Assignment. Copy the lines below that contain "circle".

Records drawn from a dataset:
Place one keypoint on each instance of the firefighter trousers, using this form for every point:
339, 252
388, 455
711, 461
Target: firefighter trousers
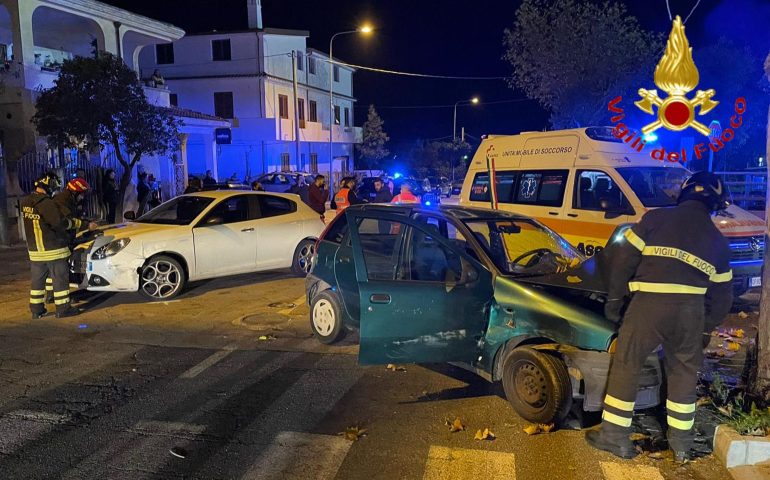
58, 270
676, 322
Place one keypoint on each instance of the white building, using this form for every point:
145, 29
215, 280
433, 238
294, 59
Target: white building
246, 76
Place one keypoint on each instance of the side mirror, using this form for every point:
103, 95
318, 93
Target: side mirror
214, 220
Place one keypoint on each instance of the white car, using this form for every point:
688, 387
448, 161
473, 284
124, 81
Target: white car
203, 235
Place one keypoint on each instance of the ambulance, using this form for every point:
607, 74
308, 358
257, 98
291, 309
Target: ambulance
586, 184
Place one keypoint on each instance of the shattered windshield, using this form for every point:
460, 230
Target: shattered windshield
523, 247
655, 186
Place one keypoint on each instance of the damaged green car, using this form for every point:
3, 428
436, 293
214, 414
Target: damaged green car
494, 292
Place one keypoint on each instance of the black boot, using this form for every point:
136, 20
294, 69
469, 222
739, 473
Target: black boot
618, 445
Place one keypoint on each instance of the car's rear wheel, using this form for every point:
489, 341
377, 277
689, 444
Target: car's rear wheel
161, 278
537, 385
326, 317
303, 258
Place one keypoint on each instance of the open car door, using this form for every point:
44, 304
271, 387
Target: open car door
422, 298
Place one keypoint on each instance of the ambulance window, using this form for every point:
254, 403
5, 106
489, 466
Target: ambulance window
544, 187
593, 186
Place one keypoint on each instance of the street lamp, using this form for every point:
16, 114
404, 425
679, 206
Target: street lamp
472, 101
365, 29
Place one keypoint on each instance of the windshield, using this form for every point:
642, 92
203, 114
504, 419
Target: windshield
655, 186
178, 211
523, 247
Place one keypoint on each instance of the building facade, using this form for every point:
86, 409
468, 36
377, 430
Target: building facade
248, 77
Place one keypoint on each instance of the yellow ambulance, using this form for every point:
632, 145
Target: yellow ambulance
584, 183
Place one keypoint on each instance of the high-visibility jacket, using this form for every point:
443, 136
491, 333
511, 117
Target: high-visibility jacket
676, 250
341, 199
406, 197
46, 228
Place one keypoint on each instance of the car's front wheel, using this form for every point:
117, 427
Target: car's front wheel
326, 317
161, 278
537, 385
303, 258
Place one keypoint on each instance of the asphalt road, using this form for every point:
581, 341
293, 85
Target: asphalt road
227, 382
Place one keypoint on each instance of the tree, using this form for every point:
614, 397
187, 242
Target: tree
573, 56
99, 101
372, 149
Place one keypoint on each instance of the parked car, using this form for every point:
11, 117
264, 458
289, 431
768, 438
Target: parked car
500, 293
282, 181
199, 236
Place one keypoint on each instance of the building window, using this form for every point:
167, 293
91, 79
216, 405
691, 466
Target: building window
164, 53
223, 104
300, 60
283, 106
220, 49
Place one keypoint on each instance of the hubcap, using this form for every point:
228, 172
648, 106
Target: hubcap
161, 279
323, 317
531, 385
305, 257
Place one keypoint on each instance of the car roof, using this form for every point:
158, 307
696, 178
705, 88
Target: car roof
458, 212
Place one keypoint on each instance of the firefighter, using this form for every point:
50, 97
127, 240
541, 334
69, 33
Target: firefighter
46, 228
675, 265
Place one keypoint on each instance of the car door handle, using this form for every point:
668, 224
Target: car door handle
379, 298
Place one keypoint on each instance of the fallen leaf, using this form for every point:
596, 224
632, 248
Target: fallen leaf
456, 426
532, 429
485, 435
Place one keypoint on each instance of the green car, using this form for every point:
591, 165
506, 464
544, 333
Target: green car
494, 292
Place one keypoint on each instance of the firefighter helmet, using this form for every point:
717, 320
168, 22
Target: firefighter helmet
48, 182
78, 185
707, 188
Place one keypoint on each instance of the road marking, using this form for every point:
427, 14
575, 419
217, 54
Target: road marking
629, 471
445, 463
295, 455
211, 360
21, 426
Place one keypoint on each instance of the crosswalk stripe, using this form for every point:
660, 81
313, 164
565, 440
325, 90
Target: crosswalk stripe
298, 456
21, 426
445, 463
629, 471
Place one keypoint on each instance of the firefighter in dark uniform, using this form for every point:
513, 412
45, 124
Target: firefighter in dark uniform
675, 266
48, 244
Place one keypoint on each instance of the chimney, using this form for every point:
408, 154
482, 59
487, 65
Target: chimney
254, 11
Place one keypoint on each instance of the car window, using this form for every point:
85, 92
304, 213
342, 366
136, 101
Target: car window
380, 240
231, 210
593, 186
272, 206
426, 260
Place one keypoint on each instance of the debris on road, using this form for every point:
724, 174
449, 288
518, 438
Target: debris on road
485, 435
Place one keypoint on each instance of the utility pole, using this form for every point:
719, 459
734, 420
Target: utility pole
296, 105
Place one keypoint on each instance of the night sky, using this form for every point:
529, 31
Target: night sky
447, 37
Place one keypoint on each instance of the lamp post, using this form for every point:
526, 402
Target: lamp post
366, 29
472, 101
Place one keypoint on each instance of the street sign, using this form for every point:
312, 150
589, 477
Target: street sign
224, 136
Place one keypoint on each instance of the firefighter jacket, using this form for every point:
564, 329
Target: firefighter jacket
676, 250
46, 228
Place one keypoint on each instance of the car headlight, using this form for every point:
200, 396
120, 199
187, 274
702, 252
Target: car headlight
110, 249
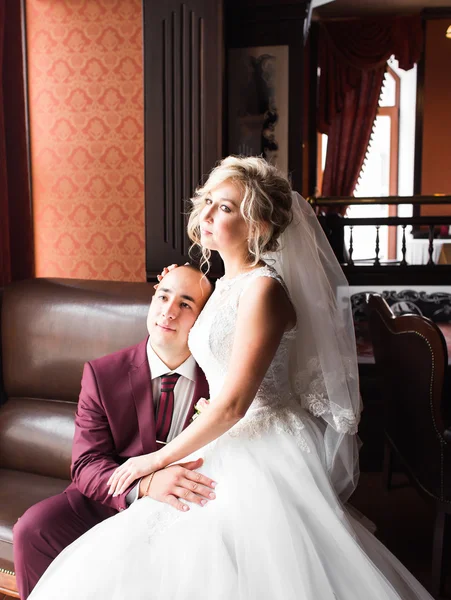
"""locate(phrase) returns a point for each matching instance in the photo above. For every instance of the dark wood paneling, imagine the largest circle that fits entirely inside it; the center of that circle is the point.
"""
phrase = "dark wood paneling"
(183, 81)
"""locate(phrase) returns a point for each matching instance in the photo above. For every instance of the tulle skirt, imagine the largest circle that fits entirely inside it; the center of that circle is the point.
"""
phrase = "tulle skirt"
(275, 531)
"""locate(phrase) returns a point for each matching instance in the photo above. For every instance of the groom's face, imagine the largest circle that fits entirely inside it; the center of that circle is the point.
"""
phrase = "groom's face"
(175, 306)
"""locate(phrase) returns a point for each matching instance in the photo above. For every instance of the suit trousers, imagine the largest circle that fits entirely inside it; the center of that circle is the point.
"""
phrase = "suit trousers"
(46, 529)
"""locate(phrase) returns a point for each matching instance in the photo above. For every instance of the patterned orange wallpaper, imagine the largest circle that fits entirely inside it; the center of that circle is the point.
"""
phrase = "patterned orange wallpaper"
(87, 139)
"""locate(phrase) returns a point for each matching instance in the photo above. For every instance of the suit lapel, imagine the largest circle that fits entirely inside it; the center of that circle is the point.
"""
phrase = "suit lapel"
(141, 386)
(200, 391)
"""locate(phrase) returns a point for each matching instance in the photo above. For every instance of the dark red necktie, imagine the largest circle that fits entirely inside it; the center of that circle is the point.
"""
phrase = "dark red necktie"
(165, 406)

Completed task.
"""locate(phrase) returns a point for each matching instance in the photo above. For every instance of the dark wood paneling, imagine the largest circle that fits entirely inside it; the center of that circle is the point.
"""locate(phrase) returns a point for each matching instance in the photo above. For every instance of the tulle skirt, imagine the largest circle that fits entirely inside it; the center of that circle is the point.
"""locate(phrase) returns a point for each matching instance in the photo above. For every instance of the groom's face, imagine the largest circle that fits entirely inside it; the center of that circle is the point.
"""locate(phrase) returns a point for each matching instance in the photo above. For every instance of the suit trousers, imagine the largest circle that fits entirely inside it; the center of that circle is the point.
"""locate(phrase) returns a point for each matching instance in the photo above. For every instance of the patterned orange wallpaper, imagine the largest circle that fits entirely inside it; the center of that circle is the point.
"""locate(phrase) returns a point for each matching instance in the photo above. For every instance of the suit lapel, imagine the largest circle that fits entirely inside it; the center of that circle is the point.
"""locate(phrase) returns a point for each matching instance in the photo above. For every instance of the dark red necktie, imagine the largest circle that fits entirely inside it; the center of that circle is the point.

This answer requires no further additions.